## Requirement
Show each line of the data below that contains the string "trees", copied in full.

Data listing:
— START —
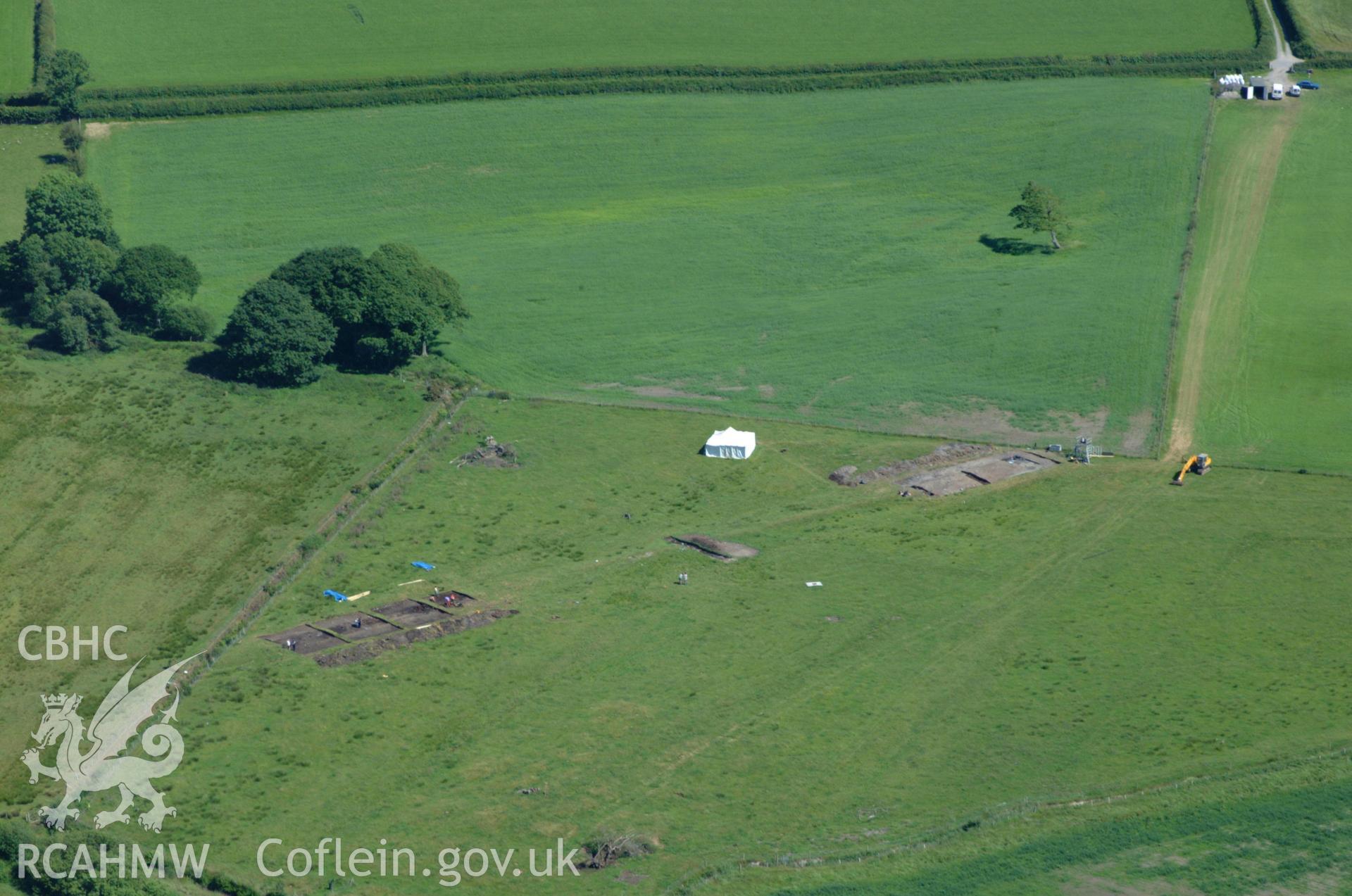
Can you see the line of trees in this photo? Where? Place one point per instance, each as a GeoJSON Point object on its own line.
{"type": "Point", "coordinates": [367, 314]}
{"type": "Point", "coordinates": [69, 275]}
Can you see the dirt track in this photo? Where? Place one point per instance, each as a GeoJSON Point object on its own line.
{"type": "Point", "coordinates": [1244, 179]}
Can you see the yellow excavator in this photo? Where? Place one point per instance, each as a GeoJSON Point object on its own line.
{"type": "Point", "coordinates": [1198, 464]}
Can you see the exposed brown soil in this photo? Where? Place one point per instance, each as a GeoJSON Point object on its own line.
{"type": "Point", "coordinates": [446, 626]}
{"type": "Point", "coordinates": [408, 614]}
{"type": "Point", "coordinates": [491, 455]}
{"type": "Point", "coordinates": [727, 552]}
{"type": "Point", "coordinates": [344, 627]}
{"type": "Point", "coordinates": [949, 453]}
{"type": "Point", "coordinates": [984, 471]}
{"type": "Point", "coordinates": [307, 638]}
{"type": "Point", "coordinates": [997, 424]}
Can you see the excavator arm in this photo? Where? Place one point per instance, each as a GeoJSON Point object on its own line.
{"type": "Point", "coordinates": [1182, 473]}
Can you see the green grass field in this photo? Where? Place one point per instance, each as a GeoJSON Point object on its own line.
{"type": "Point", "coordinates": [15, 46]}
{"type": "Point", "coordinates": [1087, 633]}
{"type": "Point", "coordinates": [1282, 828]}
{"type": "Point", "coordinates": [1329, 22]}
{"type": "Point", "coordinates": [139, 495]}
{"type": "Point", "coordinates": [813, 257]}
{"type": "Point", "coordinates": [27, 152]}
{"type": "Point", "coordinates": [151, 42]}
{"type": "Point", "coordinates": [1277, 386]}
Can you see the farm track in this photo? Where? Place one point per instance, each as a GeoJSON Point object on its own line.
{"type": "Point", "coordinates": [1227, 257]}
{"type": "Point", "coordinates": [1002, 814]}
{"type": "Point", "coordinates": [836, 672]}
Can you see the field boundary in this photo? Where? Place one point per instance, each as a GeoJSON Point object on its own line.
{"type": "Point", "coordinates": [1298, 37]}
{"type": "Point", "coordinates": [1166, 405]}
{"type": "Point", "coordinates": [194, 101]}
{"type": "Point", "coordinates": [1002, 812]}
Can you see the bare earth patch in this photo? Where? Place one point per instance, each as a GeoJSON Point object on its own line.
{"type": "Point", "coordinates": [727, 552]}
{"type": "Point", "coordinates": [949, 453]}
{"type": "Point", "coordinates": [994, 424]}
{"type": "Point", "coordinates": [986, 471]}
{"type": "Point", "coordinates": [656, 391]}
— END —
— START —
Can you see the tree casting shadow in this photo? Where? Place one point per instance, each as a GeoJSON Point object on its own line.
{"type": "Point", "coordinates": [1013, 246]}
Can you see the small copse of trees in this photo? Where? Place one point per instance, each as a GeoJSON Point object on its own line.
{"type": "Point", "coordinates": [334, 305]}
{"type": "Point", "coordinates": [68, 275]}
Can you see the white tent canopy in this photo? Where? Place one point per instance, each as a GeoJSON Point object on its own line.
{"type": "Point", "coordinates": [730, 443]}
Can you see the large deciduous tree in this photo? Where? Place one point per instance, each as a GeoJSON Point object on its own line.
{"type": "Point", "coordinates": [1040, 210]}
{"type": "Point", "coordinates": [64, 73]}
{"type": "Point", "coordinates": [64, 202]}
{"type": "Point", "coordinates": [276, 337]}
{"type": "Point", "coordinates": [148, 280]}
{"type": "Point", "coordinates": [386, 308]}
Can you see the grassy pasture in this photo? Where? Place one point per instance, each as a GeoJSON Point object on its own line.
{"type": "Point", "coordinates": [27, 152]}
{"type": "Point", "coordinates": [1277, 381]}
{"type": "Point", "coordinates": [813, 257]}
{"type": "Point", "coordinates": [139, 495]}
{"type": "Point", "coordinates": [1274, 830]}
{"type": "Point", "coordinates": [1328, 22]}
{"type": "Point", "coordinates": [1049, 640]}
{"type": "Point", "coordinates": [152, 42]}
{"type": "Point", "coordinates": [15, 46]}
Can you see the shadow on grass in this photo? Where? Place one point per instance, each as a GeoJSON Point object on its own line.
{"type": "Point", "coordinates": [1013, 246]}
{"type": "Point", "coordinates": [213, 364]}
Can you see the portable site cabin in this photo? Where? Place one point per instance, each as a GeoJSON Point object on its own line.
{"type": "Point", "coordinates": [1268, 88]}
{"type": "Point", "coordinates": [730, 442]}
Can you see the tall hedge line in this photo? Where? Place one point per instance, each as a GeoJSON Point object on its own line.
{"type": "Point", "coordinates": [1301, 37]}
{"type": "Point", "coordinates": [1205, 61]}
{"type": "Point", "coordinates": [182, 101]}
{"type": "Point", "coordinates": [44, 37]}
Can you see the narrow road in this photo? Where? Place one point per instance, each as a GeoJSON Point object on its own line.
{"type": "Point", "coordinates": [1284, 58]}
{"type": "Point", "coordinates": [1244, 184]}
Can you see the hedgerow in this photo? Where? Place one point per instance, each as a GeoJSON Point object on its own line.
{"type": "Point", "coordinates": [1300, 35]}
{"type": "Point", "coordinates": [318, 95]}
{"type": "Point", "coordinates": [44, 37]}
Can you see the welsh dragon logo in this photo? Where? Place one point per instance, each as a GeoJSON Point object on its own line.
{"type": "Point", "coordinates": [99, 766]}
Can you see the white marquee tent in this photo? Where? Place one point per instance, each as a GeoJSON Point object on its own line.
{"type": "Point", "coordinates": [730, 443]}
— END —
## Reply to the task
Can you see the line of trees in this photo? Where? Place one point per instance, each as a GeoJSON Point object on its own line.
Can you see the small copse of trees in this photo? Where? Place one point per instance, each as a GeoJSON Point object on its own line.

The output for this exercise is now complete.